Text:
Entscheidungsstichwort (Thema)
Gerichtliche Bestimmung einer angemessenen Barabfindung gem. §§ 327 ff., 306 AktG
Leitsatz (amtlich)
1. Eine empirisch genaue Festlegung der Marktrisikoprämie ist - nach dem aktuellen Stand der Wissenschaft - nicht möglich.
2. Bestimmung des Betafaktors unter Berücksichtigung des unternehmenseigenen Betafaktors und der Betafaktoren von Peer Groups.
3. Der Wachstumsabschlag muss nicht notwendig der erwarteten Inflationsrate entsprechen.
Verfahrensgang
LG Mannheim (Beschluss vom 17.05.2013; Aktenzeichen 23 AktE 21/06) |
Tenor
1. Auf die Beschwerden der Antragsteller zu 2, 23, 29, 36, 42, 43, 45 und 49 wird der Beschluss des LG Mannheim vom 17.05.2013 - 23 AktE 21/06 - in Ziffer 1. dahin ergänzt, dass der zuerkannte Abfindungsbetrag ab 01.09.2009 mit jährlich 5 Prozentpunkten über dem jeweiligen Basiszinssatz zu verzinsen ist.
Die weiter gehenden Beschwerden der Antragsteller zu 2, 23, 29, 43 und 45 werden zurückgewiesen.
2. Die Antragsgegnerin trägt die im Beschwerdeverfahren entstandenen Gerichtskosten einschließlich der Kosten des gemeinsamen Vertreters der außenstehenden Aktionäre.
Die außergerichtlichen Kosten der Beteiligten im Beschwerdeverfahren werden nicht erstattet.
3. Der Geschäftswert für das Beschwerdeverfahren wird für die Gerichtskosten und die Vergütung des Vertreters der außenstehenden Aktionäre auf 200.000,00 EUR festgesetzt.
4. Der Wert der anwaltlichen Tätigkeit für das Beschwerdeverfahren wird wie folgt festgesetzt:
Antragsteller 2, 23, 29 EUR 25.553,91
Antragsteller 6, 7, 8 EUR 36.137,83
Antragsteller 36, 49 EUR 10.000
Gründe
A. Die Antragsteller begehren im Rahmen des Spruchverfahrens für ihren Ausschluss als Minderheitsaktionäre aus der... AG, Heidelberg, einen Abfindungsbetrag, der über den in der Hauptversammlung beschlossenen hinausgeht.
Die Antragsteller waren Minderheitsaktionäre der... AG in Heidelberg, deren Leistungsspektrum von der Beratung und Auswahl über die Einführung und den Betrieb von Produkten der... AG reicht. Sie betreut überwiegend Großkunden im Bereich Retail. Die... AG hielt zum Stichtag 15.7.2005 zahlreiche Beteiligungen an Unternehmen im Ausland. Ihr Grundkapital beläuft sich nach einer Herabsetzung im April 2005 auf rund 18.825.000,00 EUR und ist eingeteilt in 18.824.642 Inhaberaktien. Zum Zeitpunkt der Hauptversammlung am 15.7.2005 hielt die Antragsgegnerin 95,02 % der Aktien.

Aufgaben:
a) Beantworten Sie anhand der Entscheidung die folgenden Fragen.
(i) Welches Gericht hat den Beschluss vom 17.05.2013 erlassen?
(ii) Auf welchen Betrag wird der Geschäftswert für die Gerichtskosten und die Vergütung des Vertreters der außenstehenden Aktionäre festgesetzt?
(iii) Wie viel Prozent der Aktien hielt die Antragsgegnerin zum Zeitpunkt der Hauptversammlung am 15.7.2005?
b) Schreiben Sie den Abschnitt der Entscheidung ab, der bei den Worten „1. Eine empirisch“ beginnt und nach den Worten „45 werden zurückgewiesen.“ endet.
Die Zeilen stammen aus einer anderen Quelle als die Entscheidung.

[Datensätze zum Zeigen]
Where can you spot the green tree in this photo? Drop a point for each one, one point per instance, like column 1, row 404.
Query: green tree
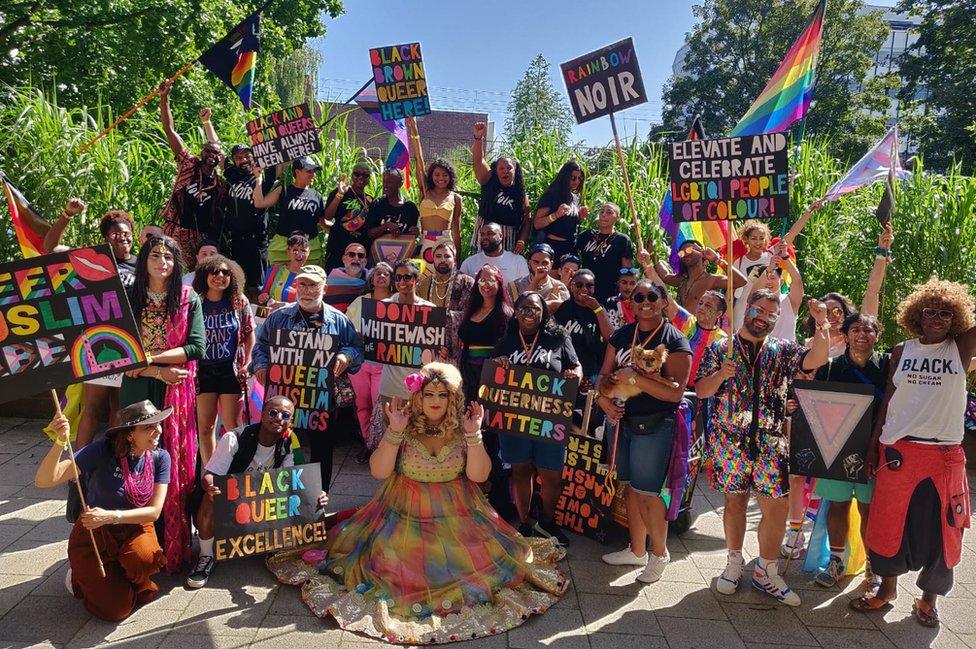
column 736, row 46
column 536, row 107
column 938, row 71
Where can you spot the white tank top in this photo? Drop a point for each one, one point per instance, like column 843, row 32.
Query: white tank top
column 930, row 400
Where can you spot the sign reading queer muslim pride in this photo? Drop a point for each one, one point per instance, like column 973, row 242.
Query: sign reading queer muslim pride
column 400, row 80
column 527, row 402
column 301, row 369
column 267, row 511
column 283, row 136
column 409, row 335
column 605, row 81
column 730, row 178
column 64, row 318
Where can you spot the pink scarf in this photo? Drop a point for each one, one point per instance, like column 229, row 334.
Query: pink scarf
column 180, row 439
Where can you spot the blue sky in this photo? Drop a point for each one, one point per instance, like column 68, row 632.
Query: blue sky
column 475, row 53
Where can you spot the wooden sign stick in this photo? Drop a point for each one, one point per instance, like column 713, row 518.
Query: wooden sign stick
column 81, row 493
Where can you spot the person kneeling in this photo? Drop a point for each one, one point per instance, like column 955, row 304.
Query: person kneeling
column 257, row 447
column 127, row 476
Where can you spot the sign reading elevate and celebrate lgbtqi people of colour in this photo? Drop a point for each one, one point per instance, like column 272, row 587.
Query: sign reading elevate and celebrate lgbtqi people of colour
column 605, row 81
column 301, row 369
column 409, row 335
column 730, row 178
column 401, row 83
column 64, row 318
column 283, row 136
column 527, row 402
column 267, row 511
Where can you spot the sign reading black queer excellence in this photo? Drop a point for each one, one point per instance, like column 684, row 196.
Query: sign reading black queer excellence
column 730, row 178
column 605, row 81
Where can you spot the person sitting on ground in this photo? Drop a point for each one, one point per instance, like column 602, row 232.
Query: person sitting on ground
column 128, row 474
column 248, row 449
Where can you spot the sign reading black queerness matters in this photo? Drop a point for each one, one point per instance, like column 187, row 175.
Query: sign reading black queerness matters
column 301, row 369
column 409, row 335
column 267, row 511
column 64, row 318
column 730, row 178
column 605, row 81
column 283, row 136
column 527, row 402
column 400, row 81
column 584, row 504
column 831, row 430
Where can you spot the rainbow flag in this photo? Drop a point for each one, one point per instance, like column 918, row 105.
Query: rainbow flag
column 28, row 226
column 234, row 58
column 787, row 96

==

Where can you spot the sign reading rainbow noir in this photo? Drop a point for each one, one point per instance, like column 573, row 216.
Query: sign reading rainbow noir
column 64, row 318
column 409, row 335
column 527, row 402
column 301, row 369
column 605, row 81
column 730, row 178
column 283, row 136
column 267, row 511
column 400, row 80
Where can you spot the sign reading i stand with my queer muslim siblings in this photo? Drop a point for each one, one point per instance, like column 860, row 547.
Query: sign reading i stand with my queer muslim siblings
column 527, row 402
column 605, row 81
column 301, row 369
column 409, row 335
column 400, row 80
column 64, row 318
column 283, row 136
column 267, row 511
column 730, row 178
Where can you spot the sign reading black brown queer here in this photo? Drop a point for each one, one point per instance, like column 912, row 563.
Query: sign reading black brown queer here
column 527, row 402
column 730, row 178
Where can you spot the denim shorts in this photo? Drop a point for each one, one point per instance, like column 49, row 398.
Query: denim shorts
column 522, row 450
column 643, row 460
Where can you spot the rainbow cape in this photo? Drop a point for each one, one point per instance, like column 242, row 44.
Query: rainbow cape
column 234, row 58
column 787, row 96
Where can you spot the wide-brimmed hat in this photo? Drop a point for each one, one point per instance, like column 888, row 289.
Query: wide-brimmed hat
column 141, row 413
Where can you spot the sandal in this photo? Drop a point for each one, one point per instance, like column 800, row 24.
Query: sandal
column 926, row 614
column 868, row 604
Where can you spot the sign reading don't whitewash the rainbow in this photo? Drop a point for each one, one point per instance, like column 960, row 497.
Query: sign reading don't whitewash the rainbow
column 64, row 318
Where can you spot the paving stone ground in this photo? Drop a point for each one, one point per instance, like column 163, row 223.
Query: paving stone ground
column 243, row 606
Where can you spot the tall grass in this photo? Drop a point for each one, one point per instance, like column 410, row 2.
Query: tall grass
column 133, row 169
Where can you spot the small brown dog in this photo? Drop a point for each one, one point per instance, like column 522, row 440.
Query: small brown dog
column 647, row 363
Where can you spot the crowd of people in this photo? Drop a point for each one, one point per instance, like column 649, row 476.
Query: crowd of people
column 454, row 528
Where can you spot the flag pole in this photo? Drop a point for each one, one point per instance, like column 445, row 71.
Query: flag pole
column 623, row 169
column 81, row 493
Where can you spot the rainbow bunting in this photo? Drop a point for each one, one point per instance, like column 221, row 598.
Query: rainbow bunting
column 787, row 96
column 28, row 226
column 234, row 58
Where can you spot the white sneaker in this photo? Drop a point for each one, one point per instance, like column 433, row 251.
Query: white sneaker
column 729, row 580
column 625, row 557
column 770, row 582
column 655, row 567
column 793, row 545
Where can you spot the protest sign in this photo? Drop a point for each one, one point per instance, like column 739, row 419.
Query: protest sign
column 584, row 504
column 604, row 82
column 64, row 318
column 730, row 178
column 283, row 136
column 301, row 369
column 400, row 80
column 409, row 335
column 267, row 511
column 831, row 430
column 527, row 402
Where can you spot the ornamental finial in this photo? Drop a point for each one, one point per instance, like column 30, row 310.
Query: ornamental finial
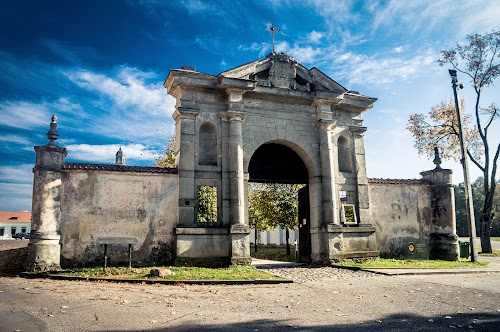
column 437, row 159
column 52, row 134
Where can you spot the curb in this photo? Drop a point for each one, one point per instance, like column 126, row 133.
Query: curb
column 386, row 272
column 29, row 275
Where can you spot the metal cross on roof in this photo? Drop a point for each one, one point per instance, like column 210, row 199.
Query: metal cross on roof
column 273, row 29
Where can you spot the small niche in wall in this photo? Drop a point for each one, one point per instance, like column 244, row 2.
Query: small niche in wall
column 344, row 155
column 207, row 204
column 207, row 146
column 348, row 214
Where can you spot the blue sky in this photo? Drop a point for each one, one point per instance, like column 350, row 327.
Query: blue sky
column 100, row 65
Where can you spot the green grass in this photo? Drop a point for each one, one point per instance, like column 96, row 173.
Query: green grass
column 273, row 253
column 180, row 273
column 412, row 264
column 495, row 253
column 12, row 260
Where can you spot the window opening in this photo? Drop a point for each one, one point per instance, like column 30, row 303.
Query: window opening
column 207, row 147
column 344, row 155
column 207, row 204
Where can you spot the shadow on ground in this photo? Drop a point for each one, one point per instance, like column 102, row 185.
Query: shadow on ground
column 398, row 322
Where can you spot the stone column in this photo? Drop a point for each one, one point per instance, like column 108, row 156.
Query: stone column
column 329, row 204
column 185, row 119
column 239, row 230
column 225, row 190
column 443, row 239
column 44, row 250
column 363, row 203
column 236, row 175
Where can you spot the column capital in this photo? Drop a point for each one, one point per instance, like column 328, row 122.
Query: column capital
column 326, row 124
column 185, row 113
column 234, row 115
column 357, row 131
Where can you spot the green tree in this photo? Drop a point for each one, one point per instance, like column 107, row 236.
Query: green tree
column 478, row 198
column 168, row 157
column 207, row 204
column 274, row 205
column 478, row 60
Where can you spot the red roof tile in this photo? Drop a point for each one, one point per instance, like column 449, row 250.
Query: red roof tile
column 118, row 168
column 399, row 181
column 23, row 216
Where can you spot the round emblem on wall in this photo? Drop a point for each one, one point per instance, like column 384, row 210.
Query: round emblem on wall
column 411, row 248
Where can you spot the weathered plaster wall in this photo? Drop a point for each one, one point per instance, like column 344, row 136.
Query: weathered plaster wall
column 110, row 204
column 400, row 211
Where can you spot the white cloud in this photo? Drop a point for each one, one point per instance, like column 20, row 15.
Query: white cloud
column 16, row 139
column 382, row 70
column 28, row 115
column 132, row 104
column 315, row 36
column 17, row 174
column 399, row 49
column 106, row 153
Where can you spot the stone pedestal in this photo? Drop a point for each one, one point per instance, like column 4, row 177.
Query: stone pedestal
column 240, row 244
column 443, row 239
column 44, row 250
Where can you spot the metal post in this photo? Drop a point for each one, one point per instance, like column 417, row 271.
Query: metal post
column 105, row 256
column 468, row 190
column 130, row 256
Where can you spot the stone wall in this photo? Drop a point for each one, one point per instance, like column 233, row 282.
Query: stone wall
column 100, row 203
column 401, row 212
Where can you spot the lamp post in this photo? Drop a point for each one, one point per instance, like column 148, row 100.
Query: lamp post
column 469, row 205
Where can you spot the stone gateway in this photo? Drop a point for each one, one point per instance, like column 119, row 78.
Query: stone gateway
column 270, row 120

Lösungen:
a)
(i) Das LG Mannheim hat den Beschluss erlassen.
(ii) Der Geschäftswert wird auf 200.000,00 EUR festgesetzt.
(iii) Die Antragsgegnerin hielt 95,02 % der Aktien.

b)
1. Eine empirisch genaue Festlegung der Marktrisikoprämie ist - nach dem aktuellen Stand der Wissenschaft - nicht möglich.
2. Bestimmung des Betafaktors unter Berücksichtigung des unternehmenseigenen Betafaktors und der Betafaktoren von Peer Groups.
3. Der Wachstumsabschlag muss nicht notwendig der erwarteten Inflationsrate entsprechen.
Verfahrensgang
LG Mannheim (Beschluss vom 17.05.2013; Aktenzeichen 23 AktE 21/06) |
Tenor
1. Auf die Beschwerden der Antragsteller zu 2, 23, 29, 36, 42, 43, 45 und 49 wird der Beschluss des LG Mannheim vom 17.05.2013 - 23 AktE 21/06 - in Ziffer 1. dahin ergänzt, dass der zuerkannte Abfindungsbetrag ab 01.09.2009 mit jährlich 5 Prozentpunkten über dem jeweiligen Basiszinssatz zu verzinsen ist.
Die weiter gehenden Beschwerden der Antragsteller zu 2, 23, 29, 43 und 45 werden zurückgewiesen.